— BEGIN —

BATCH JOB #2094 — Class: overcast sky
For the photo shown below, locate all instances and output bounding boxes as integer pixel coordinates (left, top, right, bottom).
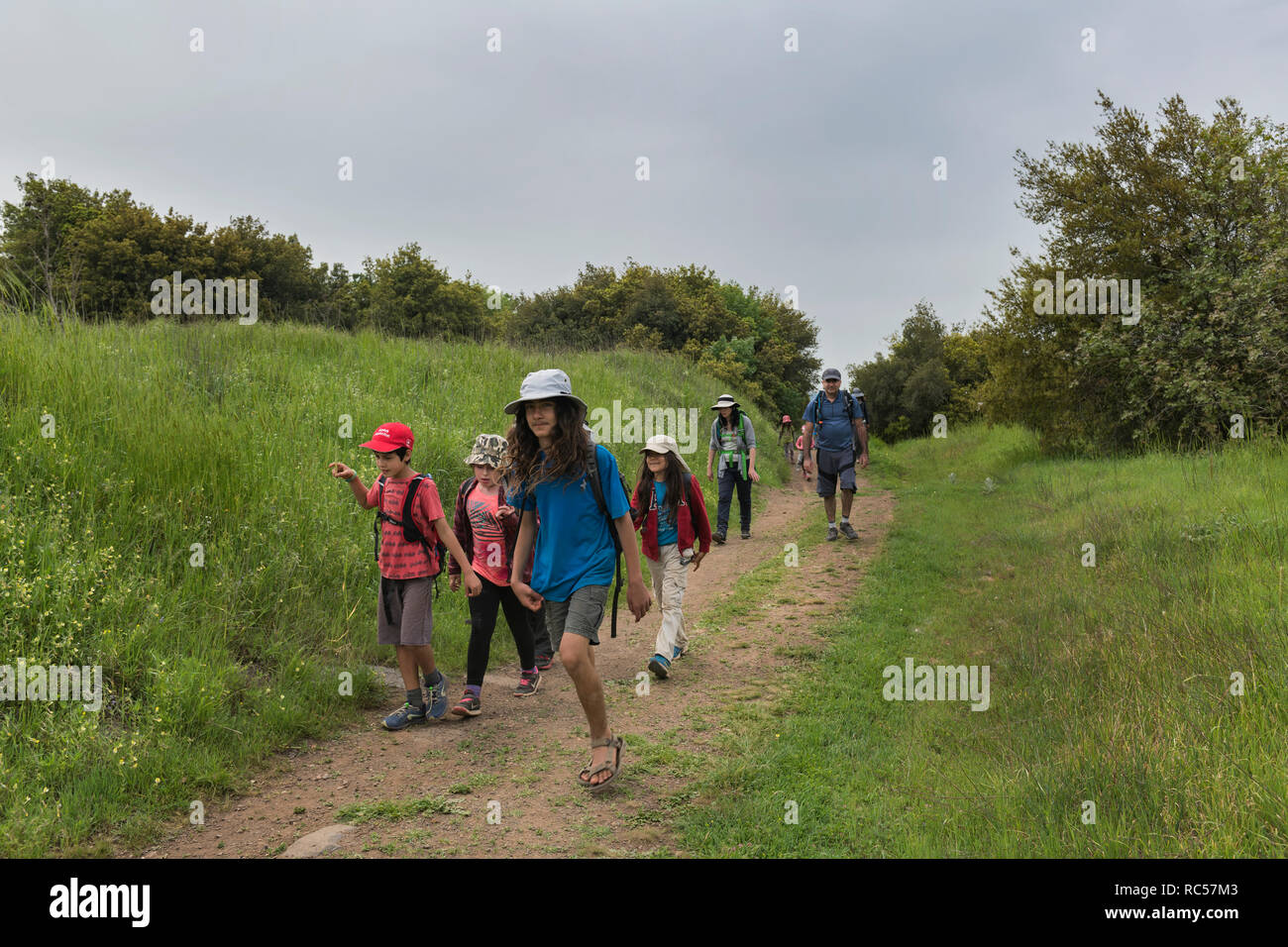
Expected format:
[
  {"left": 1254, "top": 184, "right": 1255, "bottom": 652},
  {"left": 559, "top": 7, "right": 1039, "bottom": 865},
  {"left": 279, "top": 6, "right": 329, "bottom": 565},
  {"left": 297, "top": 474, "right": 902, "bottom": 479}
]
[{"left": 0, "top": 0, "right": 1288, "bottom": 378}]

— END —

__WHAT IS ASKED__
Rewrite the entries above, substituting "cloudy sky" for "overcast sky" and keeping everything else unchanged. Omit the pictures.

__SOLUTION TO THE EXERCISE__
BATCH JOB #2094 — Class: cloudy sky
For the photo shown below, locate all instances and output bounding boxes as integer pixel coordinates (left, top, right, bottom).
Expected format:
[
  {"left": 1254, "top": 184, "right": 1255, "bottom": 652},
  {"left": 559, "top": 7, "right": 1039, "bottom": 865},
  {"left": 279, "top": 6, "right": 329, "bottom": 565},
  {"left": 297, "top": 474, "right": 902, "bottom": 479}
]
[{"left": 0, "top": 0, "right": 1288, "bottom": 378}]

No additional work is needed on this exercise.